======== TEXT TO READ

From a252c63facb22f5d851aadbc58c2c26e8db0f13a Mon Sep 17 00:00:00 2001
From: Will Cromar <wcromar@google.com>
Date: Mon, 9 Sep 2024 14:50:08 -0700
Subject: [PATCH] [torch_xla2] Fix type promotions by `aten::copy_` and
 `aten::rand_like` (#7960)

---
 .../torch_xla2/test/test_core_aten_ops.py     | 35 +++++++++++++------
 .../torch_xla2/test/test_mutations.py         | 10 ------
 .../torch_xla2/test_dist/test_distributed.py  |  2 +-
 .../torch_xla2/torch_xla2/decompositions.py   |  2 +-
 .../torch_xla2/torch_xla2/ops/jaten.py        |  2 +-
 5 files changed, 28 insertions(+), 23 deletions(-)

diff --git a/experimental/torch_xla2/test/test_core_aten_ops.py b/experimental/torch_xla2/test/test_core_aten_ops.py
index af025e1ef791..c3108bce1c81 100644
--- a/experimental/torch_xla2/test/test_core_aten_ops.py
+++ b/experimental/torch_xla2/test/test_core_aten_ops.py
@@ -1,3 +1,4 @@
+import math
 import unittest
 
 import torch
@@ -7,20 +8,17 @@
 from torch.utils import _pytree as pytree
 
 
-def diff_output(testcase, output1, output2, rtol, atol, equal_nan=True):
+def diff_output(testcase, output1, output2, rtol, atol, equal_nan=True, check_dtype=False):
   if isinstance(output1, torch.Tensor):
     testcase.assertIsInstance(output2, torch.Tensor)
     output2_cpu = output2.detach().cpu()
-    if output2_cpu.dtype != output1.dtype:
-      output2_cpu = output2_cpu.to(output1.dtype)
-    testcase.assertTrue(
-        torch.allclose(
-            output1, output2_cpu, atol=atol, rtol=rtol, equal_nan=equal_nan))
+    torch.testing.assert_close(
+        output1, output2_cpu, atol=atol, rtol=rtol, equal_nan=equal_nan, check_dtype=check_dtype)
   elif isinstance(output1, (tuple, list)):
     testcase.assertIsInstance(output2, (tuple, list))
     testcase.assertEqual(len(output1), len(output2))
     for o1, o2 in zip(output1, output2):
-      diff_output(testcase, o1, o2, rtol, atol)

================
======== ROWS

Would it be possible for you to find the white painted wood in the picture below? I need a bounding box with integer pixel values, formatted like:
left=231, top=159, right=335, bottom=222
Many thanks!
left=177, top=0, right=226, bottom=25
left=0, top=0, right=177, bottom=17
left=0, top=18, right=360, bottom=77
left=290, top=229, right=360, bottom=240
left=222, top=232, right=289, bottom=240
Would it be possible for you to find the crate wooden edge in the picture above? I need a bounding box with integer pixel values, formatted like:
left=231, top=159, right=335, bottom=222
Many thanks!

================
======== ROWS

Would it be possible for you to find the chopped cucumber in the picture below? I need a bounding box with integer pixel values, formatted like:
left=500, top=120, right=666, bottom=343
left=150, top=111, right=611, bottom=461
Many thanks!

================
======== ROWS

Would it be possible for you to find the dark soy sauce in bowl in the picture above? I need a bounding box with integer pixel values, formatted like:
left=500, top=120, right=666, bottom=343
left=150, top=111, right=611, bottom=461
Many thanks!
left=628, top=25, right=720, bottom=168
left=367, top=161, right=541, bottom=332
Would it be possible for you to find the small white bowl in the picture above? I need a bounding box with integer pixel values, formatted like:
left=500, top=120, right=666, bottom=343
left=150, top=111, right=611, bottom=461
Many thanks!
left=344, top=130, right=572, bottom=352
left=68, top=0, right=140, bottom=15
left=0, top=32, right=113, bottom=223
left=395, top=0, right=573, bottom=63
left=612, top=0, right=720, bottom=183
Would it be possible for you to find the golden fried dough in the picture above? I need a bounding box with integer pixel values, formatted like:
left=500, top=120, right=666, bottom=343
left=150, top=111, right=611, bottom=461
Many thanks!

================

→ STATED TASK A
Say whether each statement agrees with the torch_xla2 patch above, answering yes or no and quoting the patch's deciding words: (i) `diff_output` gains a `check_dtype` parameter that defaults to False; (ii) the patch deletes more lines than it inserts; (iii) the revised `diff_output` compares tensors with `torch.allclose`.
→ STATED TASK B
Resume the torch_xla2 patch after its final line, continuing the diff.

→ WRITTEN REPLY A
(i) Yes: "def diff_output(testcase, output1, output2, rtol, atol, equal_nan=True, check_dtype=False):"
(ii) No: "5 files changed, 28 insertions(+), 23 deletions(-)"
(iii) No: "torch.testing.assert_close("

→ WRITTEN REPLY B
+      diff_output(testcase, o1, o2, rtol, atol, equal_nan=equal_nan, check_dtype=check_dtype)
   else:
     testcase.assertEqual(output1, output2)
 
@@ -32,6 +30,7 @@ def run_export_and_compare(testcase,
                            atol=1e-3,
                            rtol=1e-5,
                            equal_nan=True,
+                           check_dtype=False,
                            ignore_indices=False):
 
   with testcase.subTest("torch_eval"):
@@ -50,10 +49,11 @@ def run_export_and_compare(testcase,
               res2[0],
               atol=atol,
               rtol=rtol,
-              equal_nan=equal_nan)
+              equal_nan=equal_nan,
+              check_dtype=check_dtype)
         else:
           diff_output(
-              testcase, res, res2, atol=atol, rtol=rtol, equal_nan=equal_nan)
+              testcase, res, res2, atol=atol, rtol=rtol, equal_nan=equal_nan, check_dtype=check_dtype)
 
 
 class TestCoreAtenOps(unittest.TestCase):
@@ -207,7 +207,7 @@ def test_aten__adaptive_avg_pool2d_1(self):
     kwargs = dict()
     run_export_and_compare(self, torch.ops.aten._adaptive_avg_pool2d, args,
                            kwargs)
-  
+
   def test_aten_avg_pool2d_2(self):
     args = (
         torch.randn((1, 3, 6, 6)).to(torch.float32),
@@ -4364,6 +4364,21 @@ def test_aten_where_self_0(self):
     kwargs = dict()
     run_export_and_compare(self, torch.ops.aten.where.self, args, kwargs)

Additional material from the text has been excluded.